## SET EXERCISE
Replace "pin" with "marker" in the lines from the one containing "Could you please locate the horse withers" through the last line of the entries. Write out only those lines, with nothing else changed.

**********

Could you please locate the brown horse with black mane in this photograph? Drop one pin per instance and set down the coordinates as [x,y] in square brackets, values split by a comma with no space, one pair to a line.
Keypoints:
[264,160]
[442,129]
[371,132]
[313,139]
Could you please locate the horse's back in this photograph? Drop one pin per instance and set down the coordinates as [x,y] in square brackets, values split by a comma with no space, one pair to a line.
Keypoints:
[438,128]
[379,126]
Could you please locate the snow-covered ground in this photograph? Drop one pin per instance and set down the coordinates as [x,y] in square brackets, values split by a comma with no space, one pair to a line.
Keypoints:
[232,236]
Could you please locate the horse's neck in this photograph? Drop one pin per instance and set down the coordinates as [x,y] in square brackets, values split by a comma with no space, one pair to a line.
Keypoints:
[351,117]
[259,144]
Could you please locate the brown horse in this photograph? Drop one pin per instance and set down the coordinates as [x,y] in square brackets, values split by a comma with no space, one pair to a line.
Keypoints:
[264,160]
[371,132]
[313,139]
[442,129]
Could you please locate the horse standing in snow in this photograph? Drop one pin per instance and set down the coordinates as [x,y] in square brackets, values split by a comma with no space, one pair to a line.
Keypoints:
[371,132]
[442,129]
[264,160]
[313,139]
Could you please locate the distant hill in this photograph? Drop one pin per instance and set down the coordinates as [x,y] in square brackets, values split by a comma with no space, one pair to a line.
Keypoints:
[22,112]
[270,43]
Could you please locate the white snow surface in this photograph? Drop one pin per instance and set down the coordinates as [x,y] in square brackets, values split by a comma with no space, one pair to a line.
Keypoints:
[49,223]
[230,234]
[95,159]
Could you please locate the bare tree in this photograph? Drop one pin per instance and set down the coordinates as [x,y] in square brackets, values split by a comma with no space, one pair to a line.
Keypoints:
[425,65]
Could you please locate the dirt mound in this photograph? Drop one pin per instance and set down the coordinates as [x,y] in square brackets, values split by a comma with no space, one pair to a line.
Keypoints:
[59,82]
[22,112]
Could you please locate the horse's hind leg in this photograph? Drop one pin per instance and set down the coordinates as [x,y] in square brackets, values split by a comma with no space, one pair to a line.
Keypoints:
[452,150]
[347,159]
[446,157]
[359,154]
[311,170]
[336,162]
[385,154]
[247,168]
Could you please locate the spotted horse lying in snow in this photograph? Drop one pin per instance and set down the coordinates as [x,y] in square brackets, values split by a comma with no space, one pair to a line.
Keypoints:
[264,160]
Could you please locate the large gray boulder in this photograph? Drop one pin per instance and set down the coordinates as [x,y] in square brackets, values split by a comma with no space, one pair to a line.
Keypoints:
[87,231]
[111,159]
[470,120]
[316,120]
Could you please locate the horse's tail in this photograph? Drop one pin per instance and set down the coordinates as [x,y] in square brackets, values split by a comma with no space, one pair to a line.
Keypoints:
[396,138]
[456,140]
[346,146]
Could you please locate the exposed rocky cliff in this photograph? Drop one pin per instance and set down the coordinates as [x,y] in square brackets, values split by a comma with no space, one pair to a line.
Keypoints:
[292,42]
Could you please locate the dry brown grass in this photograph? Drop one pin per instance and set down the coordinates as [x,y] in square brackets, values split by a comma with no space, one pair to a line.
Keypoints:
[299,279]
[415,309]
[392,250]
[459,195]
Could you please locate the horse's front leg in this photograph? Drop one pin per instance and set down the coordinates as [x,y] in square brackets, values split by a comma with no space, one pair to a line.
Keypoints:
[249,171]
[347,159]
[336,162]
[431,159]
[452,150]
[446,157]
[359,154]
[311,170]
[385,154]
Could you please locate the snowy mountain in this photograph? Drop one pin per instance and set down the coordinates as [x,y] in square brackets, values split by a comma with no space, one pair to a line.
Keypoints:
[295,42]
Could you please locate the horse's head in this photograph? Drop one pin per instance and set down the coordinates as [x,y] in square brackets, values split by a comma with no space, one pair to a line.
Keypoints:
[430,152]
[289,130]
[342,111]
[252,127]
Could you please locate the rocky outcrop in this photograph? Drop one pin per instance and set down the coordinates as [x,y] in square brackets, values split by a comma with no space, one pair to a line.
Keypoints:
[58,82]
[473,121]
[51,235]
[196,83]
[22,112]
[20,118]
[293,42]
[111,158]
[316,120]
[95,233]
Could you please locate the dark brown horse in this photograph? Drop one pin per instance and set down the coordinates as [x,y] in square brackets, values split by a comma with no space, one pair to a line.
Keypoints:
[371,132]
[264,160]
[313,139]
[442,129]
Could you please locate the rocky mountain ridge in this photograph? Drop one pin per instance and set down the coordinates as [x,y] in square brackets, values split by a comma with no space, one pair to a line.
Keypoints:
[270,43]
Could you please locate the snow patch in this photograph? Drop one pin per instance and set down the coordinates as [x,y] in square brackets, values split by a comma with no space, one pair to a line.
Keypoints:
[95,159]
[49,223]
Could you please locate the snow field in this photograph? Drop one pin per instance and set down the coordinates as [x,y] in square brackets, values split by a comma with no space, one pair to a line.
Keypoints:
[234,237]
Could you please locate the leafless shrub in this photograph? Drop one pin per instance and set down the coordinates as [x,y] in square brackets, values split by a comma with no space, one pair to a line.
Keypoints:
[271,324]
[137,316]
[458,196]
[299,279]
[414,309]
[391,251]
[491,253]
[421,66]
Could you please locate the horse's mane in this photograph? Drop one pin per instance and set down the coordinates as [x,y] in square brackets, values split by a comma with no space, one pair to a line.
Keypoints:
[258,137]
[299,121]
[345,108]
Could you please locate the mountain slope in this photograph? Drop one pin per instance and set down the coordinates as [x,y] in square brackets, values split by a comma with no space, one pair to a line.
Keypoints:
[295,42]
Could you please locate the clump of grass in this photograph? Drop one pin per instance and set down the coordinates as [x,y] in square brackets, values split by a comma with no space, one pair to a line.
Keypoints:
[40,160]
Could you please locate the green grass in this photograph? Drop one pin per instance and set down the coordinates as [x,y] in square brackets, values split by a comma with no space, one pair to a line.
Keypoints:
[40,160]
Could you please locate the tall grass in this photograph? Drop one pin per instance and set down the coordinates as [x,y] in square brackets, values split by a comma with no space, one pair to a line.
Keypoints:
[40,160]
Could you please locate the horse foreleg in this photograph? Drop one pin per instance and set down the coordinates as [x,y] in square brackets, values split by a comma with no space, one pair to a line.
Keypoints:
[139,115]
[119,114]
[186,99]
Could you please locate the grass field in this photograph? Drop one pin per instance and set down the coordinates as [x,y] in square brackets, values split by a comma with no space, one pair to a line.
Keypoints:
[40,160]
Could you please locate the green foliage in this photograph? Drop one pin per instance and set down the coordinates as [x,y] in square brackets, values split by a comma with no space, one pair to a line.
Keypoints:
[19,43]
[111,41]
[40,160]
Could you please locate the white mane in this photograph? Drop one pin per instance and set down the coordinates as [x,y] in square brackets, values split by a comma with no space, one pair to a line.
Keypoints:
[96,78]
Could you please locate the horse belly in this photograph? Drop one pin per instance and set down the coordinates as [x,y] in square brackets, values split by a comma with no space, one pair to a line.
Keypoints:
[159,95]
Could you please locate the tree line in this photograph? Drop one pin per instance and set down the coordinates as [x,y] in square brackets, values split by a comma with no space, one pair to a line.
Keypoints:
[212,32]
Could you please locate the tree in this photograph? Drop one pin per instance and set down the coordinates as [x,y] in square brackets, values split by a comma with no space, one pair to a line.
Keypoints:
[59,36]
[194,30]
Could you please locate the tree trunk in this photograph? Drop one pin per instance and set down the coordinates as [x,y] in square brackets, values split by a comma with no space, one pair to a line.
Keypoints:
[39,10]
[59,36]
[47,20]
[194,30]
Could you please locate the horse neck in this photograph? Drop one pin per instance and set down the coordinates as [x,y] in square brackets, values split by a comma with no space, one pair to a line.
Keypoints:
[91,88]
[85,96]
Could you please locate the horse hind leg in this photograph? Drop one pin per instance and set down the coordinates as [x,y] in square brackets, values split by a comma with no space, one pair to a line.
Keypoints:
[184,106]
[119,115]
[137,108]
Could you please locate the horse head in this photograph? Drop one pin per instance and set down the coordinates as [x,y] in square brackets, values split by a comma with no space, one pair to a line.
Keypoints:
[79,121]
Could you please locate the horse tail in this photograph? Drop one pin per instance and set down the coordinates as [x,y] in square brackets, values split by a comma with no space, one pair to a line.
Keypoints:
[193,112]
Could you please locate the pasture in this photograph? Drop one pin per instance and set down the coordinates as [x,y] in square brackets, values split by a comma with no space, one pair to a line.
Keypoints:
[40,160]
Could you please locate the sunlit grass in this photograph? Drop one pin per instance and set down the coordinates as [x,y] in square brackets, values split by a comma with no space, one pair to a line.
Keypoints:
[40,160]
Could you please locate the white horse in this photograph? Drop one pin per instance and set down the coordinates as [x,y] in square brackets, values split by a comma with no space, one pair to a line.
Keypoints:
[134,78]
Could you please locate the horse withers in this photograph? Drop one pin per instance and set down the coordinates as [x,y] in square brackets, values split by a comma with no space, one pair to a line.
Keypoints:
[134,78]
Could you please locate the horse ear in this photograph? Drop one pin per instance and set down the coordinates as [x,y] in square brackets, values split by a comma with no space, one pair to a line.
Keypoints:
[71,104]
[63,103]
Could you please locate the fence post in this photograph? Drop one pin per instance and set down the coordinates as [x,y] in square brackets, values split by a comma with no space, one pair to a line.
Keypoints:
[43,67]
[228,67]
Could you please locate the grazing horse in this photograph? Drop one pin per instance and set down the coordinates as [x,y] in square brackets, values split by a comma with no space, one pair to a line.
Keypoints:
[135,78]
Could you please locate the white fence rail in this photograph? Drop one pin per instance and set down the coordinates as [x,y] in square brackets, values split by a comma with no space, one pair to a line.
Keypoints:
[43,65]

**********

## COMPLETED TASK
Could you please locate the horse withers in this photograph? Drop one marker per instance and set down the coordinates as [x,y] in square brackets, values split by a comma with no space, one pair to a line.
Keypoints:
[134,78]
Could you please locate the horse ear in this photograph? Drop one marker per instance and set down the coordinates as [x,y] in square brackets, values split by a comma with no space, one pair to a line.
Keypoints:
[71,104]
[63,103]
Could you please locate the fence post in this photograph? Drop one marker per instance and set down the coordinates as [x,y] in square brackets, values split by a comma with no space, one pair to a line.
Keypoints:
[43,67]
[228,67]
Could you please locate the grazing horse in this photograph? Drop one marker per instance and set down the coordinates as [x,y] in square brackets, values split by a comma with no space, one pair to a line.
Keypoints:
[135,78]
Could you please locate the white fence rail in this photograph? Drop one marker per instance and set down the coordinates as [x,y] in square brackets, values split by a comma with no space, one pair to a line.
Keypoints:
[43,65]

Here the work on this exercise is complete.